> TASK TO CARRY OUT
From the line containing "Query: blue long-sleeve shirt" through the last line of the entries below, print each line exactly. Pictures stay out.

> EXCERPTED DATA
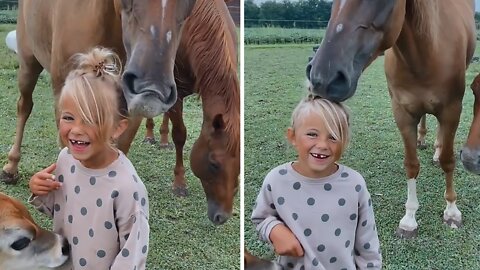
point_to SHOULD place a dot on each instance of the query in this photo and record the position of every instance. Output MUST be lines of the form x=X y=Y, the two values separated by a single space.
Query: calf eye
x=20 y=243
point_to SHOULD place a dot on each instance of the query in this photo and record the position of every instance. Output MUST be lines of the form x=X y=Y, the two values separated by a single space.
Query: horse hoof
x=8 y=178
x=404 y=234
x=149 y=140
x=180 y=191
x=452 y=223
x=165 y=146
x=421 y=146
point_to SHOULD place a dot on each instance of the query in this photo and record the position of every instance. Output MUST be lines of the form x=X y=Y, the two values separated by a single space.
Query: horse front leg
x=408 y=226
x=179 y=137
x=27 y=75
x=448 y=124
x=422 y=132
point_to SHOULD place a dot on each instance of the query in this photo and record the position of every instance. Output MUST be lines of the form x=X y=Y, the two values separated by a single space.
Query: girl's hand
x=43 y=181
x=285 y=242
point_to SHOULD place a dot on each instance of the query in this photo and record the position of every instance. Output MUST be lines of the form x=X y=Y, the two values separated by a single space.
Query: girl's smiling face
x=317 y=149
x=82 y=138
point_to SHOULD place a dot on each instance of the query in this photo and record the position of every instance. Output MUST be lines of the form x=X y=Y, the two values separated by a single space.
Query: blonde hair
x=94 y=86
x=335 y=117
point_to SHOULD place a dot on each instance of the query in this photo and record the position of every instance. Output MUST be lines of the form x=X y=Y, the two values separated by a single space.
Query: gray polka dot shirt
x=332 y=217
x=102 y=212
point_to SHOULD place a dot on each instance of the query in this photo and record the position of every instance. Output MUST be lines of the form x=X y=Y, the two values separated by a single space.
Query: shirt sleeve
x=43 y=203
x=367 y=244
x=133 y=236
x=264 y=215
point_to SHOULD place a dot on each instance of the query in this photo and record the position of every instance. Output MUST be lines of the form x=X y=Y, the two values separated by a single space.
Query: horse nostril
x=129 y=79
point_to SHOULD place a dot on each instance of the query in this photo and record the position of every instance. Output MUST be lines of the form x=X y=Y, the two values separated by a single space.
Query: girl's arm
x=367 y=245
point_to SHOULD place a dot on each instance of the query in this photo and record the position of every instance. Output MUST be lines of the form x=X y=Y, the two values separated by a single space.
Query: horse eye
x=20 y=243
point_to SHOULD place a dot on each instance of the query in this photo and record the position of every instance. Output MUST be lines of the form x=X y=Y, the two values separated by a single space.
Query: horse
x=428 y=46
x=470 y=153
x=146 y=35
x=206 y=64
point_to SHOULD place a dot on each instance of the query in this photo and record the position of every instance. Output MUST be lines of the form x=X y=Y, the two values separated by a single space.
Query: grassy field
x=182 y=237
x=274 y=83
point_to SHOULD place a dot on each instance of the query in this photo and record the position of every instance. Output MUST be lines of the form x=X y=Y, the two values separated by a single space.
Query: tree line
x=301 y=14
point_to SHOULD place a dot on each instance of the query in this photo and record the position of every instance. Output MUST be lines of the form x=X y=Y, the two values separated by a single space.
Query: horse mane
x=210 y=45
x=426 y=19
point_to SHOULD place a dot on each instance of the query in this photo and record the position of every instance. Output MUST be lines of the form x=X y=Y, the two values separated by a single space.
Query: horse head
x=217 y=164
x=357 y=32
x=151 y=34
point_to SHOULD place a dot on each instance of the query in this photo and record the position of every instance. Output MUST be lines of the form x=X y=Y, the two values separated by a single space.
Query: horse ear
x=218 y=124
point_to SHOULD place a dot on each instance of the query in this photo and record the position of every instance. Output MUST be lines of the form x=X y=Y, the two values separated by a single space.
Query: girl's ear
x=121 y=127
x=291 y=135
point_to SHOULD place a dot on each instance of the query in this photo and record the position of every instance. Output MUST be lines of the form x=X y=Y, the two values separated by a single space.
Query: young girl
x=315 y=212
x=93 y=193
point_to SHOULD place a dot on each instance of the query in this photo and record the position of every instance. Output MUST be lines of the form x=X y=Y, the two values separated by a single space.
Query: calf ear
x=218 y=124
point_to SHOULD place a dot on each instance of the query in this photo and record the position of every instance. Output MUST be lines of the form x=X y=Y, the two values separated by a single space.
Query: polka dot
x=101 y=253
x=297 y=185
x=311 y=201
x=114 y=194
x=108 y=225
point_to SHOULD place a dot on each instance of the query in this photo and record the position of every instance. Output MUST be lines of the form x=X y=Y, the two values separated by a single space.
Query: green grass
x=274 y=83
x=181 y=235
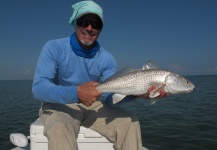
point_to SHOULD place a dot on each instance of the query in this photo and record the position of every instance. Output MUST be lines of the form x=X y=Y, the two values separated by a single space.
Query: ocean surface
x=178 y=122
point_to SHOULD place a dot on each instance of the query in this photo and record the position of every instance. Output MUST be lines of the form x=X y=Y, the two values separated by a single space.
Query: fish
x=136 y=82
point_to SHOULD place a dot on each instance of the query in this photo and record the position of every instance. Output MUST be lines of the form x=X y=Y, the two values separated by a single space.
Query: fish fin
x=120 y=73
x=117 y=97
x=155 y=93
x=150 y=65
x=153 y=101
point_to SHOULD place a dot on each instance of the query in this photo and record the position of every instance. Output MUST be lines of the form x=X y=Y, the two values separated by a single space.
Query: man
x=66 y=76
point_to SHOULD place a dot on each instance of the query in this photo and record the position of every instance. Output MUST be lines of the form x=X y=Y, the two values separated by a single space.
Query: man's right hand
x=87 y=93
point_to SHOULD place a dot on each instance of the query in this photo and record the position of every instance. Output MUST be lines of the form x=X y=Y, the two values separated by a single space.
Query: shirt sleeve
x=109 y=71
x=44 y=87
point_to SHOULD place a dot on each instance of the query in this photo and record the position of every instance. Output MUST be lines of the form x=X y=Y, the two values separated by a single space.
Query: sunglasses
x=97 y=25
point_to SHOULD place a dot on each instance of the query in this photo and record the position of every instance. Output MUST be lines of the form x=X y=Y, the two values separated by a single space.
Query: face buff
x=78 y=50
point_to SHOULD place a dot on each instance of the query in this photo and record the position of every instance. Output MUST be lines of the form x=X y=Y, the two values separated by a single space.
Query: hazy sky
x=179 y=35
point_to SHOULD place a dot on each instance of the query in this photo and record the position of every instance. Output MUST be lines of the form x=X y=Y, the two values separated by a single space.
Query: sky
x=178 y=35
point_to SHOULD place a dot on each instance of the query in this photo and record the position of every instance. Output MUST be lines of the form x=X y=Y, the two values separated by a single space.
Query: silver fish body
x=137 y=83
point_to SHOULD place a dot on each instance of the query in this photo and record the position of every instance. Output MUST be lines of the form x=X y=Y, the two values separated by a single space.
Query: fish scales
x=135 y=83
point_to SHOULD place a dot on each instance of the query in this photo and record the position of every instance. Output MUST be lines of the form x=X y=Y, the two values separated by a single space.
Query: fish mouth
x=188 y=91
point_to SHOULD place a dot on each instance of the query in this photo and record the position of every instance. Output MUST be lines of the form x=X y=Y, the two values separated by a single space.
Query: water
x=179 y=122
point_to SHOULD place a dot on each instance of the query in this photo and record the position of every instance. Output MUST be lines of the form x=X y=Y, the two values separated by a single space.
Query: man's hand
x=87 y=93
x=162 y=93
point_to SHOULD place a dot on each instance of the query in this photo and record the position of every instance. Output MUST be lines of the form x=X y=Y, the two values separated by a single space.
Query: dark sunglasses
x=97 y=25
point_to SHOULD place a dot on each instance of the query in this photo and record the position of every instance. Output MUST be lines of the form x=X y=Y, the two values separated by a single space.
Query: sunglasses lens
x=84 y=23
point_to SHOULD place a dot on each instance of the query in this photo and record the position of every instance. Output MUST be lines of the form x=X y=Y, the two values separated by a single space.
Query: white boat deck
x=87 y=139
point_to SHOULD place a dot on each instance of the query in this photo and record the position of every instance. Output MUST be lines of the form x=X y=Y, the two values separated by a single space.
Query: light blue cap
x=85 y=7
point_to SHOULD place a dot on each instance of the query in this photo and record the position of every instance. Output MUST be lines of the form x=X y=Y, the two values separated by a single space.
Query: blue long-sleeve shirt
x=59 y=71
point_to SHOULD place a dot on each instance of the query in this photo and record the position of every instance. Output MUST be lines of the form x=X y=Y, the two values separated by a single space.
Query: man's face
x=87 y=30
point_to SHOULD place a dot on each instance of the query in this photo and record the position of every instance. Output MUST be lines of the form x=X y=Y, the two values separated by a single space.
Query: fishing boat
x=87 y=139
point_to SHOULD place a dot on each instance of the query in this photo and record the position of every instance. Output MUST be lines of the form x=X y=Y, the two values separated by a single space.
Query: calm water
x=180 y=122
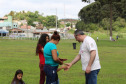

> FINISHED TASK
Query: blue long-sleeve shirt
x=59 y=71
point_to SHOULD place a dot on each instance of the query in this photo and record the position of every instance. Output MUST be lines of the form x=X y=Y, the two values separated by a single space.
Query: man's face
x=87 y=30
point_to SHOULD place a dot on each instance of the query in this photo and record the position of every instance. Output MUST be lines of the form x=X y=Y, the two values separated by a single space.
Query: fishing boat
x=87 y=139
point_to SHOULD place a dot on each instance of the query in this photo and record the position of every instance. Output MUST be lines of the form x=X y=Y, the two values separated by a single space.
Query: calm water
x=180 y=122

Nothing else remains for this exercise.